How many lines in the entries below contain the string "target"? Reply with the number alone.

— START RECORDS FOR THIS TASK —

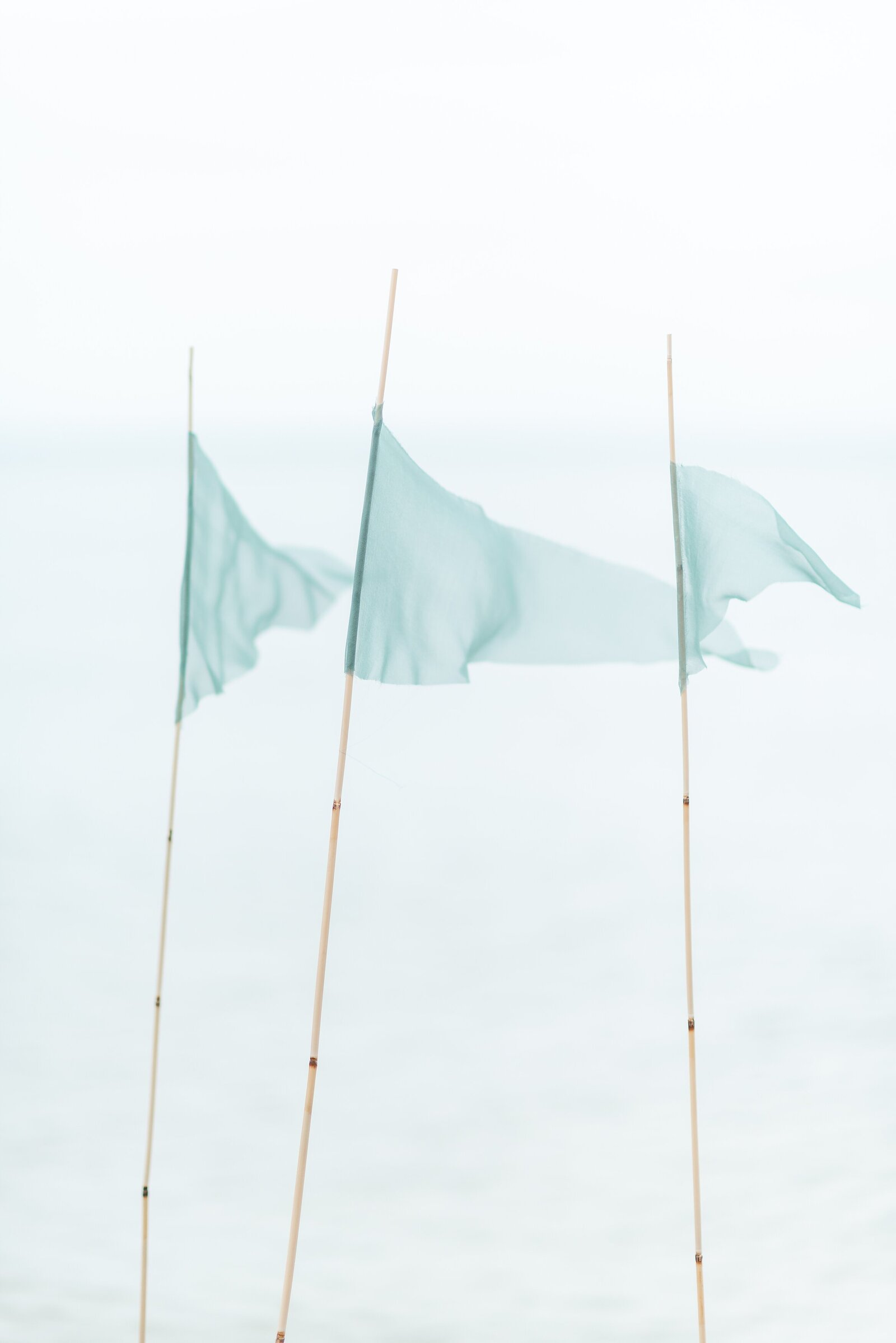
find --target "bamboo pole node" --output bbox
[273,270,398,1343]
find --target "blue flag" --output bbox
[176,434,352,723]
[672,462,860,686]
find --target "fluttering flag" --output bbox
[176,434,352,723]
[671,462,860,686]
[345,412,697,685]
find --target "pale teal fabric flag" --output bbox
[672,463,860,686]
[176,434,352,723]
[345,417,708,685]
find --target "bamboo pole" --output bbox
[665,336,707,1343]
[139,345,193,1343]
[276,270,398,1343]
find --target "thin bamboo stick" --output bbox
[276,270,398,1343]
[665,336,707,1343]
[139,345,193,1343]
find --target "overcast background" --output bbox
[0,8,896,1343]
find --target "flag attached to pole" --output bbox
[174,434,352,723]
[345,412,697,685]
[671,462,860,685]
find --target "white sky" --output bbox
[0,0,896,464]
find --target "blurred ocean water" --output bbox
[0,435,896,1343]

— END RECORDS FOR THIS TASK —

#### RESULT FOR THIS TASK
10